Polycystic kidney disease strikes in varying severity. But in bad cases, the normally fist-sized kidney "can reach the size of a football," Katharine Klinger, senior vice president of genetics at Framingham, Mass.-based Genzyme Inc., told BioWorld Today.

The cause of the disorder is clear: It's a genetic disease in which either polycystin-1 or polycystin-2 are mutated. That in turn leads cysts to replace nephrons, the filtering units of the kidneys. Aside from the fluid buildup, that prevents the kidneys from filtering waste.

The cure is less clear. "Right now, there is no therapy for this disease," said Oxana Ibraghimov-Beskrovnaya, a scientific director of cell biology at Genzyme and the senior author of a paper published online ahead of print by Nature on Nov. 22, 2006. In it, Ibraghimov-Beskrovnaya and her colleagues at Genzyme demonstrated that (r)-roscovitine can lead to "long-lasting arrest of polycystic kidney disease," as the authors formulated in their title.

In their work, they were guided by recent research showing that all known proteins that are disrupted in polycystic kidney disease are located in the primary cilia. Those cilia, Ibraghimov-Beskrovnaya told BioWorld Today, function more or less like antennae, and they regulate the cell cycle.

"There is a direct link between primary cilia abnormality and abnormality in the cell cycle," she said.

The scientists tested two different mouse models of polycystic kidney disease, and found that in both cases, roscovitine, which targets cyclin-dependent kinase, inhibited the development of cysts in all parts of the nephron. Investigating the molecular mechanisms of its actions, the Genzyme team found that roscovitine affected several cyclin-dependent kinases, causing cell-cycle arrest, transcriptional inhibition and attenuation of apoptosis.

INFORMATION:

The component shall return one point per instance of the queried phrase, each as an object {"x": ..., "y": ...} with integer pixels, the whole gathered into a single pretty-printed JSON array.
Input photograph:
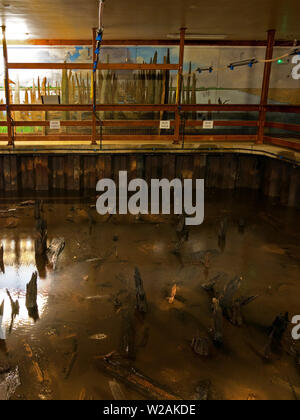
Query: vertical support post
[
  {"x": 266, "y": 86},
  {"x": 94, "y": 120},
  {"x": 179, "y": 86},
  {"x": 7, "y": 90}
]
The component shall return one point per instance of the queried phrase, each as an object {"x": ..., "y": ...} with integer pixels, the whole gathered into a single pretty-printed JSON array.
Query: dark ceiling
[{"x": 151, "y": 19}]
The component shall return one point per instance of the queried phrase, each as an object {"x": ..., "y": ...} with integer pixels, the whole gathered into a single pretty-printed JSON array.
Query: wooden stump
[
  {"x": 55, "y": 249},
  {"x": 141, "y": 300},
  {"x": 31, "y": 292}
]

STUDY QUESTIONS:
A. According to the polycystic kidney disease article, which two proteins can be mutated to cause the disorder?
B. Reproduce the portion of the polycystic kidney disease article that starts at the words "The cause of" and stops after "from filtering waste.".
The records are separate material, unrelated to the polycystic kidney disease article.

ANSWERS:
A. Polycystin-1 or polycystin-2.

B.
The cause of the disorder is clear: It's a genetic disease in which either polycystin-1 or polycystin-2 are mutated. That in turn leads cysts to replace nephrons, the filtering units of the kidneys. Aside from the fluid buildup, that prevents the kidneys from filtering waste.